**ABOUT THIS TASK**
Some lines in the listing hold the word "every". Return each of them.

**RECORD SET**

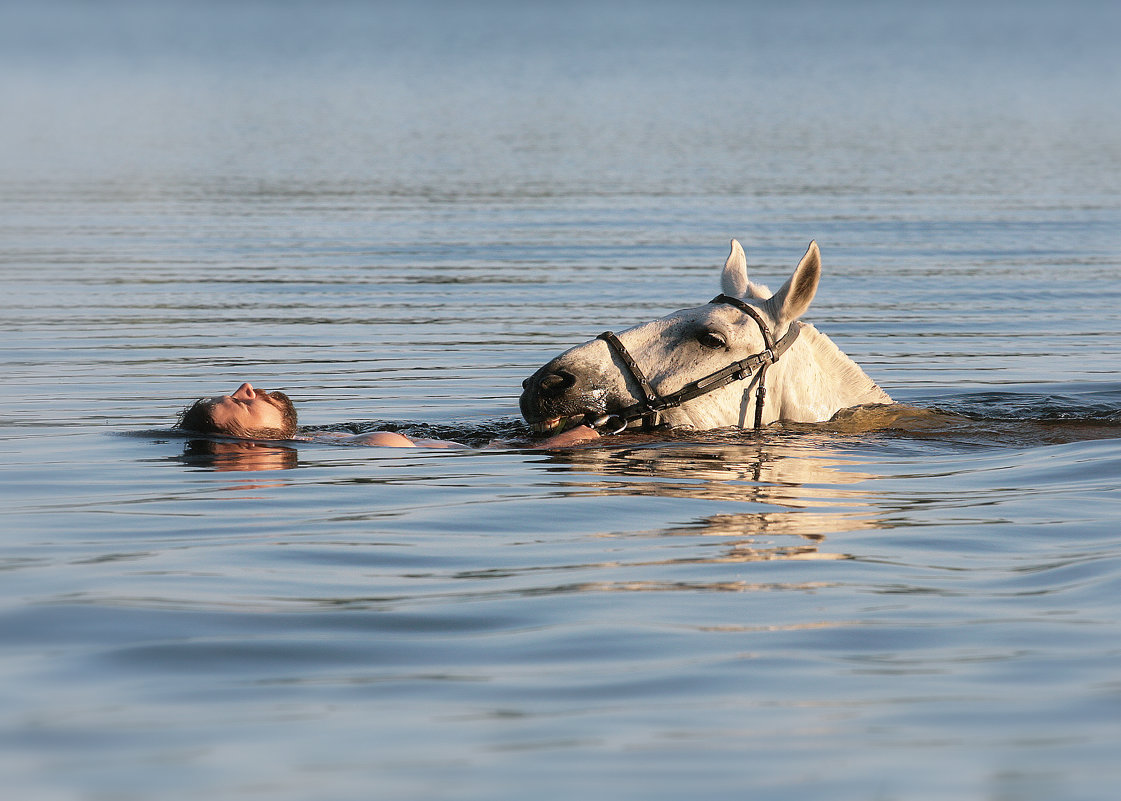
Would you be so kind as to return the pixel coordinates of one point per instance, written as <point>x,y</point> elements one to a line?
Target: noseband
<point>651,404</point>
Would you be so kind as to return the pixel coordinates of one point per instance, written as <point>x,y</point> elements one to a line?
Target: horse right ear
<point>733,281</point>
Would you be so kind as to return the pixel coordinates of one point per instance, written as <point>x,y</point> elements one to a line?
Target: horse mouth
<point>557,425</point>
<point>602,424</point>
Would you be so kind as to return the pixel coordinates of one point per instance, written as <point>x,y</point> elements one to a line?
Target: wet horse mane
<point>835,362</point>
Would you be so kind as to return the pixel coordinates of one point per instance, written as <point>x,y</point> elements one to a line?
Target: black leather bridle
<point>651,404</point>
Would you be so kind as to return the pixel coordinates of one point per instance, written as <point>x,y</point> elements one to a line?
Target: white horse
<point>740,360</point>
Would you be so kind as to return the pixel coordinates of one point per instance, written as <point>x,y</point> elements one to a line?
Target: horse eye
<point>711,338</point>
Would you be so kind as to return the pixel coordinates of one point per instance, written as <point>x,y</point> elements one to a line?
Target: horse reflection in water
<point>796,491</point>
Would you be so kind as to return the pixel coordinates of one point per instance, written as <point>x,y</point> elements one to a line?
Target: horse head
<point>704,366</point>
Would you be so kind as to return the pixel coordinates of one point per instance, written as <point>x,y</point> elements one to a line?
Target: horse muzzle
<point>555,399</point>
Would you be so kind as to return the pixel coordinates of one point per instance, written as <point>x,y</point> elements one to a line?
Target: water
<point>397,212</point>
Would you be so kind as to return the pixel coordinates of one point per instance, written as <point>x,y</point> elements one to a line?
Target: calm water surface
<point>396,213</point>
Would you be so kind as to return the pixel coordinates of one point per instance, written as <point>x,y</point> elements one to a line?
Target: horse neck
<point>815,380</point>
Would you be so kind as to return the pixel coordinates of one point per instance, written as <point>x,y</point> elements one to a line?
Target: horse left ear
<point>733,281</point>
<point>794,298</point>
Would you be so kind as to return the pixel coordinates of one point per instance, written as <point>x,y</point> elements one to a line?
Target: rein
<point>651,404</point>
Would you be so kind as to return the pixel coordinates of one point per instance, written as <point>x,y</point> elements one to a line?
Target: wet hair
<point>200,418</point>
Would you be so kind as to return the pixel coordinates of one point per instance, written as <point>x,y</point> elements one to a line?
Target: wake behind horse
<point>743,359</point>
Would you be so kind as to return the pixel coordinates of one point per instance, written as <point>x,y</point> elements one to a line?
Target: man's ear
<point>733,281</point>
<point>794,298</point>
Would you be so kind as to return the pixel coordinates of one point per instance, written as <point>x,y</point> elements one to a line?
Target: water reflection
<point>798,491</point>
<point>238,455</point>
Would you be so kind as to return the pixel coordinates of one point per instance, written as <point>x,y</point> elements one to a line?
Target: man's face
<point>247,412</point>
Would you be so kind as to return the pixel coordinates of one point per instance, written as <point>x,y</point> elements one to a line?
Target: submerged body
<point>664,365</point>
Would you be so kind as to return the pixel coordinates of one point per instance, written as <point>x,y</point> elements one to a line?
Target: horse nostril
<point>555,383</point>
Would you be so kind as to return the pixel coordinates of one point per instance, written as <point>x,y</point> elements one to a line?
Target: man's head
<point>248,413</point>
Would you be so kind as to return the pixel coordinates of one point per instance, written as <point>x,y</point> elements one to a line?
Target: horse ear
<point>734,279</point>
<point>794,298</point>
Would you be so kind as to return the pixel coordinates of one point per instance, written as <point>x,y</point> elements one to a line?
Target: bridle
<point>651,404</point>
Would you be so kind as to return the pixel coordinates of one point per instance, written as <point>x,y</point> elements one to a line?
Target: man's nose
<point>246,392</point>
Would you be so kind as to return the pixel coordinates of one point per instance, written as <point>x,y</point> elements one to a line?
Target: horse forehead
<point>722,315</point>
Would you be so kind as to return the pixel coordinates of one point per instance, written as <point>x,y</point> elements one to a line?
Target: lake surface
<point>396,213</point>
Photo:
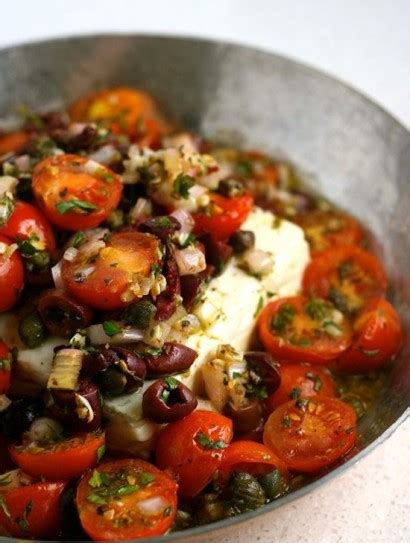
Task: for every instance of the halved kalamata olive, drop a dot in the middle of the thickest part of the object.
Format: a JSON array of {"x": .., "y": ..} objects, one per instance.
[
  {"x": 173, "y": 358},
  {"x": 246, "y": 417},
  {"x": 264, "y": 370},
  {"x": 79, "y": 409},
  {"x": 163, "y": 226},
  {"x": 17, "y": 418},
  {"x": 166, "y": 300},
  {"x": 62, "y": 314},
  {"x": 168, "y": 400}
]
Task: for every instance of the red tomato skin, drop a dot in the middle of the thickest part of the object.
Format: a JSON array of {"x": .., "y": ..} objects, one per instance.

**WRITTEN RESPONSE**
Task: for every instance of the halved kalamata olive, drop a dot in the middle of the thickest part of the object.
Task: for every instance of the red tomato skin, drop a dot in the middle of the thickest part of the object.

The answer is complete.